[Requisitos do problema]: Escreva a continuação do texto sobre a relação entre cientistas e jornalistas, começando logo após a última frase apresentada.

___ Texto para revisão ___

Isso me lembrou de parte do texto que escrevi na proposta para solicitar fundos para o II EWCLiPo (o encontro de blogueiros de ciência em português). É sobre a diferença no enfoque da ciência pelo cientista e pelo jornalista.
Um artigo publicado na revista Nature (vol 458, Março de 2009) mostra que muitos jornais estão fechando suas seções de ciência enquanto jornalistas científicos ficam sobrecarregados e cada vez mais dependentes dos press releases de RPs. Isso tem acontecido nos estados unidos, Europa e também no Brasil.
Apesar das queixas dos jornalistas de ciência, as redações dos jornais mostram duas coisas: primeiro que as seções de ciência não dão lucro (e por isso estão fechando). O público tem uma grande afinidade com a ciência, mas não busca ciência todos os dias (uma tendência medida nos sites dos grande jornais do mundo). A segunda, e bem mais triste, é que os jornais perceberam que podem capturar audiência com ciência de má qualidade e sensacionalismo. Na maior parte dos casos, seria melhor não ter ciência alguma.
Hoje grande parte do jornalismo científico é feito com base em press releases e existem algumas agências de notícias que se especializaram até mesmo em publicar citações de cientistas famosos, para que os jornalistas possam ‘referenciar’ os press releases. Para que se dar ao trabalho de perguntar ao cientista se uma agencia já coloca na sua mão o que ele disse?
O artigo da nature continua dizendo que a ciência, como toda empreitada humana, está sujeita a (e cheia de) falhas, preconceitos e egos inflados; e precisamos muito de jornalistas para filtrar esse tipo de coisas. Mas o diálogo entre pesquisador e jornalista é muito difícil. Enquanto o jornalista quer a contundência, o cientista não abre mão da incerteza; enquanto o jornalista tem pressa, o cientista tem cautela. Os jornalistas querem que os cientistas reconheçam suas necessidades, mas não querem reconhecer as necessidades dos cientistas.
O resultado é que quem escreve os press release tem grande influência sobre o que o público vai ler sobre ciência, e por isso as instituições de pesquisa estão contratando os jornalistas científicos e montando assessorias de imprensa e escritórios de relações públicas científicas. Para escapar desse tiroteio, os cientistas estão mirando no grande público através da internet. Não só para publicar/divulgar seus trabalhos, mas também para ‘traduzirem’ os temas científicos para o público leigo, principalmente através de blogs (como esse!).

___ Informações fornecidas ___

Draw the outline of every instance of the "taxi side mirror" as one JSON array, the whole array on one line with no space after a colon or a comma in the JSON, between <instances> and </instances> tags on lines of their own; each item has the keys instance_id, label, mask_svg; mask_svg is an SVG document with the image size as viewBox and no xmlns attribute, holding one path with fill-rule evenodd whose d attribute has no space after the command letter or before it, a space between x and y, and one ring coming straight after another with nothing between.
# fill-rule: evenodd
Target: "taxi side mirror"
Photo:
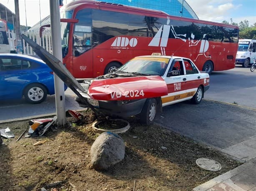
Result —
<instances>
[{"instance_id":1,"label":"taxi side mirror","mask_svg":"<svg viewBox=\"0 0 256 191\"><path fill-rule=\"evenodd\" d=\"M180 75L181 75L181 73L179 70L173 70L168 72L167 77L176 76L180 76Z\"/></svg>"}]
</instances>

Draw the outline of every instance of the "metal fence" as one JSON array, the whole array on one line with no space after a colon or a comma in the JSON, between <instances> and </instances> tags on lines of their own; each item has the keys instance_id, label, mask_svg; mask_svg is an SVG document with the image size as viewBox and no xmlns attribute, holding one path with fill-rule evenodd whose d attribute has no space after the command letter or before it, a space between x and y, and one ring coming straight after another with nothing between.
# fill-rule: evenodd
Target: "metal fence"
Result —
<instances>
[{"instance_id":1,"label":"metal fence","mask_svg":"<svg viewBox=\"0 0 256 191\"><path fill-rule=\"evenodd\" d=\"M52 52L52 38L50 34L43 34L40 37L39 34L35 34L33 31L28 31L25 32L24 34L34 42L43 47L45 49L51 53ZM23 54L32 55L35 55L35 53L25 41L23 39Z\"/></svg>"},{"instance_id":2,"label":"metal fence","mask_svg":"<svg viewBox=\"0 0 256 191\"><path fill-rule=\"evenodd\" d=\"M13 31L10 31L9 29L6 32L7 37L9 40L10 50L15 50L16 48L16 35Z\"/></svg>"}]
</instances>

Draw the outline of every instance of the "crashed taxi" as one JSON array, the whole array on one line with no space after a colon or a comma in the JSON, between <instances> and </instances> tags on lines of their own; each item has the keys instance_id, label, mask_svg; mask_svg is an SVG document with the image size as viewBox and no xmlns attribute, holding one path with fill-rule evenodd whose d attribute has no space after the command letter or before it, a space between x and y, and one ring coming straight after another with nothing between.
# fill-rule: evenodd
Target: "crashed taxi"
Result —
<instances>
[{"instance_id":1,"label":"crashed taxi","mask_svg":"<svg viewBox=\"0 0 256 191\"><path fill-rule=\"evenodd\" d=\"M121 117L136 115L153 123L163 106L191 100L198 104L209 87L207 73L190 59L178 56L137 56L111 73L79 83L60 61L24 34L20 37L77 96L82 107Z\"/></svg>"},{"instance_id":2,"label":"crashed taxi","mask_svg":"<svg viewBox=\"0 0 256 191\"><path fill-rule=\"evenodd\" d=\"M87 101L78 97L76 100L80 106L89 105L107 115L137 115L141 123L150 125L163 106L188 100L199 103L209 83L209 75L200 72L190 59L153 54L136 57L111 73L84 81L81 85L85 91L78 92Z\"/></svg>"}]
</instances>

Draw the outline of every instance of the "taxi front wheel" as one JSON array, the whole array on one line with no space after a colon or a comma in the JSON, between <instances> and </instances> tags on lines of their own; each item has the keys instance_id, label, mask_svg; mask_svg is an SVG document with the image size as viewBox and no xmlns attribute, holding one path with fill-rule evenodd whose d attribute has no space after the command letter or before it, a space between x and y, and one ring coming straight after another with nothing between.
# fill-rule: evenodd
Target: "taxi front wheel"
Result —
<instances>
[{"instance_id":1,"label":"taxi front wheel","mask_svg":"<svg viewBox=\"0 0 256 191\"><path fill-rule=\"evenodd\" d=\"M191 99L192 103L195 104L198 104L202 100L203 92L203 88L201 86L199 86L197 88L196 93Z\"/></svg>"},{"instance_id":2,"label":"taxi front wheel","mask_svg":"<svg viewBox=\"0 0 256 191\"><path fill-rule=\"evenodd\" d=\"M157 111L157 103L155 98L147 100L140 115L141 123L149 125L153 123Z\"/></svg>"}]
</instances>

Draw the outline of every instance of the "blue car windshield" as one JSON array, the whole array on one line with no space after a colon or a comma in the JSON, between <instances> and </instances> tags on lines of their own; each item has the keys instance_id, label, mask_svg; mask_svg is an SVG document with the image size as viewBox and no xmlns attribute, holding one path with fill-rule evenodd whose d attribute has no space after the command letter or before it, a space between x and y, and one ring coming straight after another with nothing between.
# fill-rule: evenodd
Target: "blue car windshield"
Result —
<instances>
[{"instance_id":1,"label":"blue car windshield","mask_svg":"<svg viewBox=\"0 0 256 191\"><path fill-rule=\"evenodd\" d=\"M117 72L163 76L169 60L165 58L136 57L119 68Z\"/></svg>"}]
</instances>

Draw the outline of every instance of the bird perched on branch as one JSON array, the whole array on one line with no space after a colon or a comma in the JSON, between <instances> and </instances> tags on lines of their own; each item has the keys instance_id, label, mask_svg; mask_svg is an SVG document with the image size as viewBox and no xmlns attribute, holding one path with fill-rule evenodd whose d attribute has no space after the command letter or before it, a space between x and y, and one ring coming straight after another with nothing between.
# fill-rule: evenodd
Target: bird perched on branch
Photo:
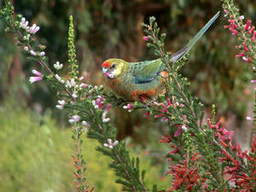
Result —
<instances>
[{"instance_id":1,"label":"bird perched on branch","mask_svg":"<svg viewBox=\"0 0 256 192\"><path fill-rule=\"evenodd\" d=\"M181 60L218 17L218 12L189 44L172 55L171 61ZM140 62L127 62L113 58L102 64L102 73L113 92L122 98L133 102L142 96L151 99L165 92L165 79L168 76L161 59Z\"/></svg>"}]
</instances>

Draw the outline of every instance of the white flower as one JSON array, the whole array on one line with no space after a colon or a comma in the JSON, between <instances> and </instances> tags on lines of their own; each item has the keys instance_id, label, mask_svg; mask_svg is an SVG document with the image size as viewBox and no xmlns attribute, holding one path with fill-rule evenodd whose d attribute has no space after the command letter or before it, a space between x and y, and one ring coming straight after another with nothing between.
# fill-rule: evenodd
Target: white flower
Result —
<instances>
[{"instance_id":1,"label":"white flower","mask_svg":"<svg viewBox=\"0 0 256 192\"><path fill-rule=\"evenodd\" d=\"M79 115L73 115L72 116L72 118L68 120L69 123L73 124L73 123L77 123L81 119L81 117Z\"/></svg>"},{"instance_id":2,"label":"white flower","mask_svg":"<svg viewBox=\"0 0 256 192\"><path fill-rule=\"evenodd\" d=\"M114 146L116 146L119 143L119 141L115 141L114 143L112 143L112 139L108 139L108 143L104 143L103 146L106 148L113 148Z\"/></svg>"},{"instance_id":3,"label":"white flower","mask_svg":"<svg viewBox=\"0 0 256 192\"><path fill-rule=\"evenodd\" d=\"M60 63L59 61L56 61L55 64L54 64L54 67L56 69L56 70L60 70L63 67L63 64L62 63Z\"/></svg>"}]
</instances>

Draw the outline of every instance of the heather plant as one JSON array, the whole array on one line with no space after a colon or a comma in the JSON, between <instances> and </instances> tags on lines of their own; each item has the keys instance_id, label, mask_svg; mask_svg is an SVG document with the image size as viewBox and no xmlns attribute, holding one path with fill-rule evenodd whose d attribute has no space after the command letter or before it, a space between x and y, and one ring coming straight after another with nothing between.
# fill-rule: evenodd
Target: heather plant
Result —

___

[Resposta]:
Os (nós) blogueiros se consideram uma fonte de informação científica confiável para o grande público. E são! Atualmente, mais que os jornalistas.
Mas vejam, os blogueiros não querem substituir (e nem poderiam) os jornalistas. Principalmente porque querem ter compromisso apenas com eles mesmos e publicarem o que quiserem. E por mais essa razão, sempre será necessário ter jornalistas profissionais sendo pagos para escreverem sobre o que está sendo publicado em um determinado momento.
De qualquer forma, em um país de tantos excluídos, a “exclusão científica” da população é uma das mais graves, porque as pessoas estão ouvindo falar de genoma, vacina gênica, transgênicos, mutantes, clones, células tronco… sem ter noção de como avaliar o quanto as informações que chegam até elas são verdadeiras.
Acredito que a descoberta científica é um processo e que esse processo possui marcos e que é legítimo que o cientista divulgue o processo e os marcos, mesmo antes da descoberta. Para aumentar ainda mais a credibilidade, seria importante que esses marcos fossem determinados a priori, no momento em que se estabelece o desenho de um experimento ou de um projeto, evitando rompantes de exibicionismo. Mas não deve haver a menor dúvida da importância de se divulgar essas descobertas, tanto para prestar contas a sociedade (que é a grande financiadora da atividade científica) quanto para mostrar a sociedade a importância do pesquisador.
Espero que esses assuntos sejam discutidos amanhã, e estarei lá pra ver.